* DIRECTIONS
Your task is to return the line containing "sill in the photo above." plus every line after it, exactly and with nothing added.

(Dataset rows on where objects appear)
────
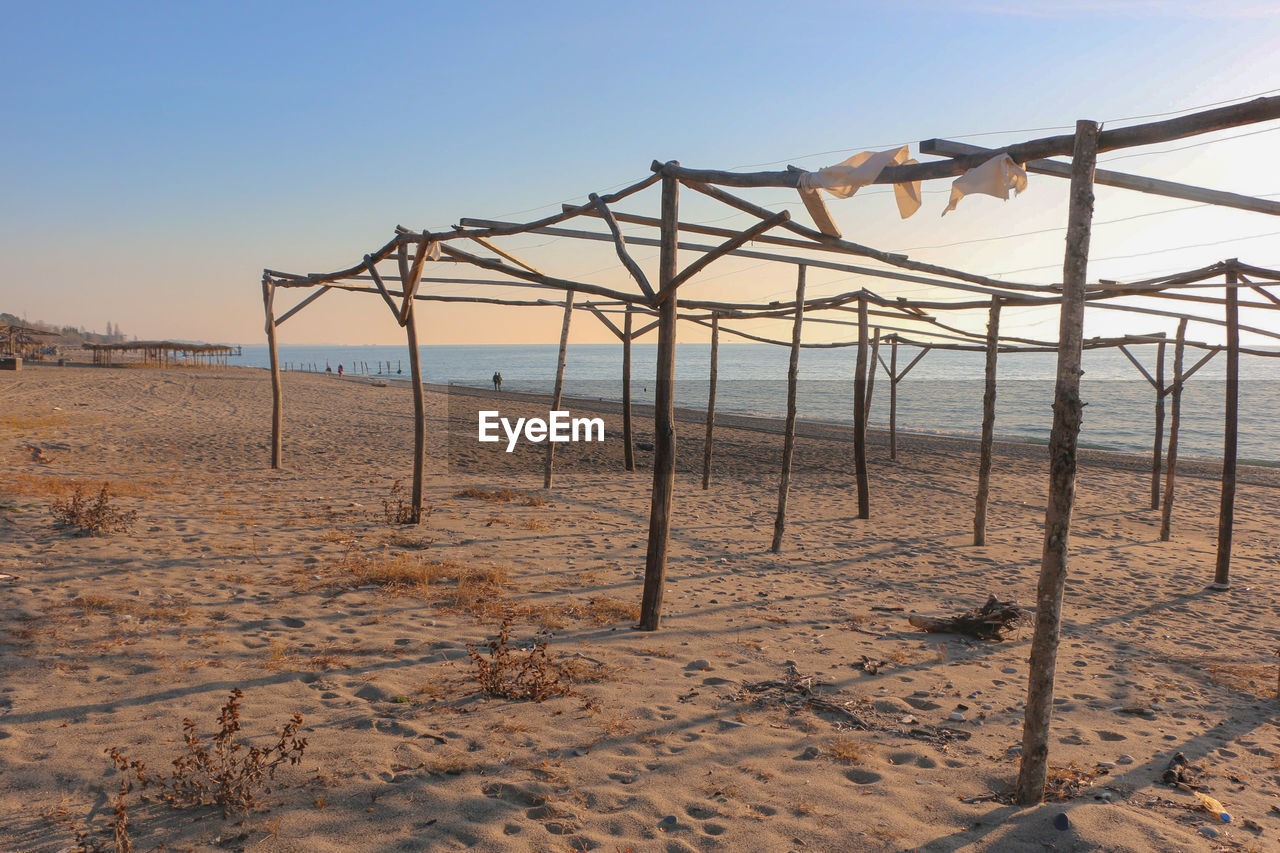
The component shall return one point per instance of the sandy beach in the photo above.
(704, 735)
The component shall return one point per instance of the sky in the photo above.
(156, 156)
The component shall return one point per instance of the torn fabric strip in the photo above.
(995, 177)
(846, 178)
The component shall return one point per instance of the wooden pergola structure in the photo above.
(22, 341)
(661, 304)
(163, 354)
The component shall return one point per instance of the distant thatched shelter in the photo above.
(164, 354)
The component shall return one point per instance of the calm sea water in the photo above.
(941, 395)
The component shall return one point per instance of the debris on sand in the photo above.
(990, 621)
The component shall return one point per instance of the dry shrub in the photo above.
(225, 772)
(506, 673)
(502, 496)
(475, 589)
(1070, 781)
(397, 510)
(53, 484)
(92, 516)
(398, 539)
(18, 423)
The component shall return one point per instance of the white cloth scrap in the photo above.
(846, 178)
(995, 177)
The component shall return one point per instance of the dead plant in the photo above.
(397, 510)
(502, 496)
(92, 516)
(506, 673)
(225, 772)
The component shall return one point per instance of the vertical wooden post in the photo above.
(860, 413)
(277, 402)
(892, 401)
(871, 370)
(789, 434)
(1160, 425)
(663, 416)
(1068, 410)
(711, 404)
(1175, 410)
(1226, 512)
(415, 370)
(988, 424)
(560, 384)
(629, 454)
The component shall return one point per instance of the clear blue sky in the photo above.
(154, 158)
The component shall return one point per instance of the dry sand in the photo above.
(236, 575)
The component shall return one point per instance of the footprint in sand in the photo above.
(860, 776)
(912, 758)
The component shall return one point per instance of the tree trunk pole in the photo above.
(711, 404)
(1061, 489)
(1175, 410)
(663, 416)
(988, 424)
(415, 370)
(1226, 514)
(1160, 425)
(277, 401)
(560, 386)
(892, 401)
(860, 413)
(873, 361)
(789, 437)
(629, 454)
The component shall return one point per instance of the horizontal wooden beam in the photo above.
(781, 259)
(1262, 109)
(301, 305)
(1152, 186)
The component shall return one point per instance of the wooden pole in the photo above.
(988, 424)
(789, 436)
(892, 401)
(711, 404)
(415, 370)
(663, 416)
(1175, 410)
(560, 384)
(872, 369)
(277, 402)
(1226, 514)
(860, 413)
(629, 454)
(1068, 410)
(1160, 425)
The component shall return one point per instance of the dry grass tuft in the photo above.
(534, 674)
(603, 610)
(56, 486)
(19, 423)
(502, 496)
(471, 588)
(92, 516)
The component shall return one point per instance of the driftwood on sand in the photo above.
(990, 621)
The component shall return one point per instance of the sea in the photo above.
(941, 395)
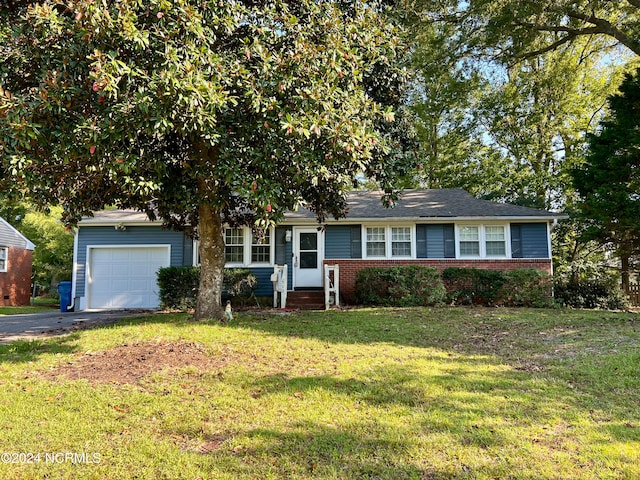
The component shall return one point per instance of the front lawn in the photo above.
(373, 393)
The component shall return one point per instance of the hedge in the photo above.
(399, 286)
(603, 294)
(417, 285)
(178, 286)
(525, 287)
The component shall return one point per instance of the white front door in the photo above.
(307, 257)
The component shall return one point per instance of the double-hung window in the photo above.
(376, 242)
(470, 241)
(243, 248)
(261, 248)
(4, 253)
(495, 241)
(482, 241)
(234, 245)
(388, 242)
(400, 241)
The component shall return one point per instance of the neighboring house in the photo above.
(16, 257)
(117, 253)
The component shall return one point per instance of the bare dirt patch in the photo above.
(130, 363)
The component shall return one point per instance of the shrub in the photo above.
(516, 288)
(178, 286)
(590, 294)
(404, 286)
(526, 287)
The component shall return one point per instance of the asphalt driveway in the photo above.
(38, 325)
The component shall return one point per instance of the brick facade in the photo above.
(15, 284)
(349, 268)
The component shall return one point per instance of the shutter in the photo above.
(516, 240)
(421, 241)
(449, 241)
(356, 241)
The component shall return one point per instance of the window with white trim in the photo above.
(4, 253)
(376, 243)
(470, 241)
(401, 242)
(482, 241)
(495, 241)
(388, 242)
(233, 245)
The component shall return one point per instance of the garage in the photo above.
(125, 277)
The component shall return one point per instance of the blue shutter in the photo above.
(421, 241)
(516, 240)
(356, 241)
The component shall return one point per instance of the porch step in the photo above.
(306, 299)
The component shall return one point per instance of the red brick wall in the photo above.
(15, 284)
(349, 268)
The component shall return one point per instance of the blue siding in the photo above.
(284, 253)
(151, 235)
(263, 274)
(337, 241)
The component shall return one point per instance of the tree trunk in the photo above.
(211, 264)
(624, 260)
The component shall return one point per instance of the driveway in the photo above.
(39, 325)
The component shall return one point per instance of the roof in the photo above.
(436, 204)
(10, 237)
(451, 203)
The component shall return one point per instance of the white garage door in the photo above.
(125, 277)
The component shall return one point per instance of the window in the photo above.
(469, 241)
(234, 245)
(376, 242)
(261, 249)
(495, 241)
(3, 258)
(400, 242)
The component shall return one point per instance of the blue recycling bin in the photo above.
(64, 289)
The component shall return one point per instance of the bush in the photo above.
(515, 288)
(526, 287)
(179, 286)
(402, 286)
(472, 286)
(590, 294)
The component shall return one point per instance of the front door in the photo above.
(307, 257)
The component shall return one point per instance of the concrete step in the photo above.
(306, 299)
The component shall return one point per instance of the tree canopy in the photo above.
(196, 110)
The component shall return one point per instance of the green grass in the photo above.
(372, 393)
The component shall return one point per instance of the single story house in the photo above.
(16, 257)
(117, 253)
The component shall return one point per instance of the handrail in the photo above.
(331, 286)
(279, 278)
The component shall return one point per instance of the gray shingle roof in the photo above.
(436, 203)
(366, 205)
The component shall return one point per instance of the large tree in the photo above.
(609, 180)
(197, 111)
(515, 29)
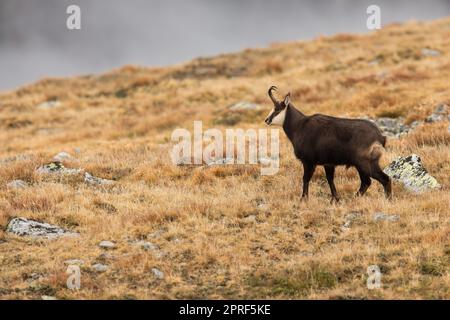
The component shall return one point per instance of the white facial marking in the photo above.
(279, 118)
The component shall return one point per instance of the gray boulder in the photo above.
(24, 227)
(410, 171)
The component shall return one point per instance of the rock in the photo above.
(250, 218)
(412, 174)
(430, 52)
(156, 234)
(146, 245)
(306, 254)
(244, 105)
(17, 184)
(98, 267)
(439, 114)
(95, 181)
(262, 207)
(49, 104)
(105, 256)
(20, 157)
(380, 216)
(157, 273)
(105, 244)
(56, 167)
(62, 156)
(393, 127)
(71, 262)
(24, 227)
(221, 161)
(349, 218)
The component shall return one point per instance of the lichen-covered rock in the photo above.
(62, 156)
(49, 104)
(24, 227)
(17, 184)
(380, 216)
(95, 181)
(439, 114)
(410, 171)
(392, 127)
(220, 161)
(158, 273)
(244, 105)
(105, 244)
(56, 167)
(430, 52)
(98, 267)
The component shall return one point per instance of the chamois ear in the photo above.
(287, 99)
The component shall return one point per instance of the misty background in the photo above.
(35, 43)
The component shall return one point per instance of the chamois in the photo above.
(329, 141)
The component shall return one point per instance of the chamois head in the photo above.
(278, 113)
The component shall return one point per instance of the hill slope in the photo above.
(226, 231)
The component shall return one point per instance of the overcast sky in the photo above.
(34, 40)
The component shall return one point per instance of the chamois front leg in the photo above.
(308, 171)
(329, 172)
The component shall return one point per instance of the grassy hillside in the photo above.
(212, 236)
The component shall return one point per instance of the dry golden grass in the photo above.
(122, 122)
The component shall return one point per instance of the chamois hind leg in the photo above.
(381, 177)
(308, 171)
(364, 176)
(329, 172)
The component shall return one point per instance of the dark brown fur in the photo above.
(330, 141)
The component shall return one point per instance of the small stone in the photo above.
(380, 216)
(158, 273)
(105, 244)
(430, 52)
(100, 267)
(262, 207)
(105, 256)
(156, 234)
(306, 254)
(56, 167)
(62, 156)
(95, 181)
(244, 105)
(250, 218)
(74, 262)
(221, 161)
(349, 218)
(439, 114)
(146, 245)
(17, 184)
(49, 104)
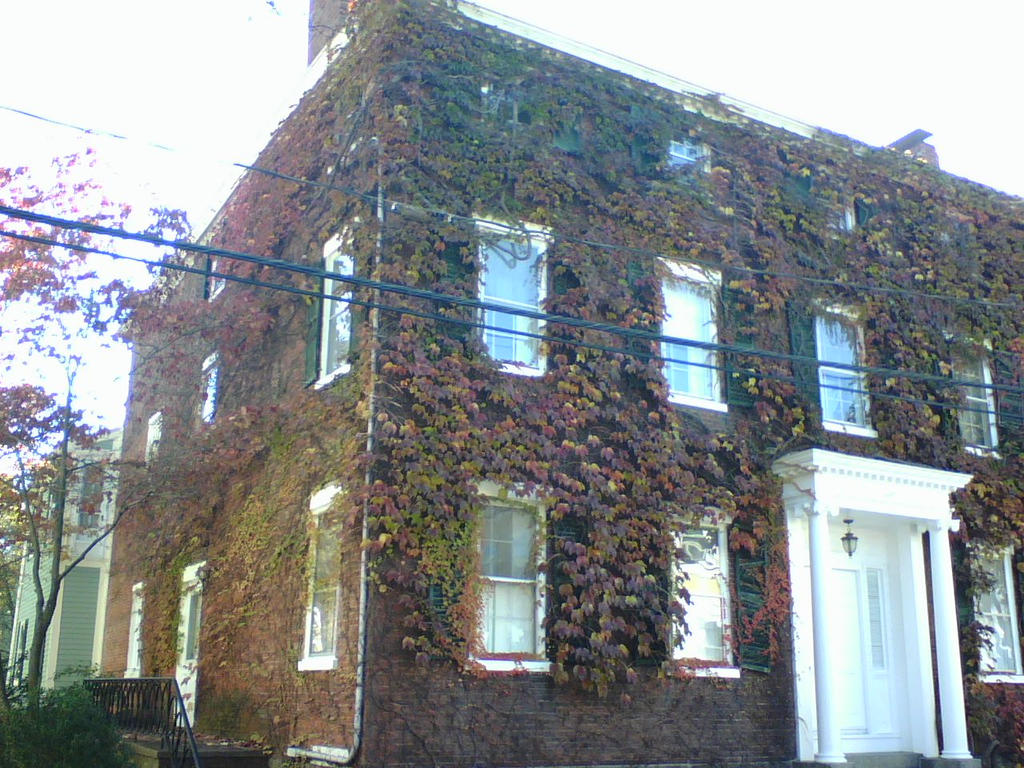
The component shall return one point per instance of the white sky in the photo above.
(212, 78)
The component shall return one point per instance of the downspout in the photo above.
(332, 756)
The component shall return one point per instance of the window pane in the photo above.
(700, 566)
(843, 392)
(512, 278)
(337, 339)
(192, 626)
(1001, 650)
(509, 572)
(510, 617)
(689, 315)
(508, 543)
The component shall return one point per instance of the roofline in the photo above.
(632, 69)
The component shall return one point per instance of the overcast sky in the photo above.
(212, 78)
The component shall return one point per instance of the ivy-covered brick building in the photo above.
(525, 407)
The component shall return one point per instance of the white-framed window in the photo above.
(133, 663)
(336, 317)
(324, 592)
(211, 384)
(512, 615)
(154, 432)
(512, 274)
(977, 418)
(214, 283)
(701, 567)
(690, 308)
(996, 609)
(845, 403)
(685, 153)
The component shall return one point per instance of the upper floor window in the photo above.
(977, 418)
(512, 274)
(336, 317)
(996, 609)
(512, 616)
(843, 391)
(320, 644)
(154, 432)
(211, 384)
(90, 500)
(702, 569)
(214, 282)
(690, 301)
(685, 153)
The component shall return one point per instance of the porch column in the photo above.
(829, 750)
(947, 645)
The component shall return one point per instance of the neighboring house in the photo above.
(540, 409)
(74, 642)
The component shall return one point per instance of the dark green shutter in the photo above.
(313, 318)
(804, 345)
(754, 636)
(1009, 394)
(562, 529)
(455, 274)
(736, 373)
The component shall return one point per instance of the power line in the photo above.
(555, 340)
(476, 304)
(399, 208)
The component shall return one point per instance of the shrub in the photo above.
(66, 730)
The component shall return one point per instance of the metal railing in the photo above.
(151, 706)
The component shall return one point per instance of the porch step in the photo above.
(884, 759)
(146, 754)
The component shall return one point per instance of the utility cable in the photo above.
(400, 208)
(320, 273)
(554, 340)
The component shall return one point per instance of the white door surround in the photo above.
(860, 625)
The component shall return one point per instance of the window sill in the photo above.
(329, 379)
(724, 673)
(514, 665)
(680, 398)
(1001, 677)
(519, 369)
(983, 452)
(847, 428)
(317, 664)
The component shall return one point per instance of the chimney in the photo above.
(913, 145)
(327, 18)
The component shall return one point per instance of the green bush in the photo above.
(67, 730)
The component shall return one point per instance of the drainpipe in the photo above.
(334, 756)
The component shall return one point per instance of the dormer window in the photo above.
(686, 153)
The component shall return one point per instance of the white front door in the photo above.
(869, 679)
(188, 625)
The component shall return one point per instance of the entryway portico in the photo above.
(862, 658)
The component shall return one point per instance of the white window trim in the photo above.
(215, 285)
(713, 280)
(725, 668)
(513, 231)
(320, 503)
(986, 376)
(133, 667)
(829, 425)
(499, 494)
(208, 408)
(338, 246)
(1006, 559)
(679, 160)
(154, 434)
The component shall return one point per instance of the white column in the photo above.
(829, 750)
(947, 646)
────
* SOLUTION
The component shall return one point per instance of the window sill in the photo above.
(329, 379)
(724, 673)
(514, 665)
(680, 398)
(1001, 677)
(519, 369)
(983, 452)
(847, 428)
(317, 664)
The component shall return one point per instance of the chimney in the photo above.
(913, 145)
(327, 18)
The component shall return one point per instance of the green bush in the photo above.
(67, 730)
The component shall return one point per instance of the drainpipe in the photo above.
(334, 756)
The component shall return one point per instance of the dormer window in the photo above.
(686, 153)
The component shall return one point per instance of the white front door in the photo above.
(869, 679)
(188, 625)
The component shall return one point per instance of the entryway portico in the photo above.
(862, 658)
The component shall return one point per instance of the white window trim in the photo above.
(215, 285)
(713, 280)
(725, 668)
(513, 231)
(320, 503)
(986, 376)
(133, 667)
(829, 425)
(499, 494)
(208, 408)
(338, 246)
(1006, 559)
(679, 160)
(154, 434)
The component shall return one point per instance of the white column in the photo above.
(829, 750)
(947, 646)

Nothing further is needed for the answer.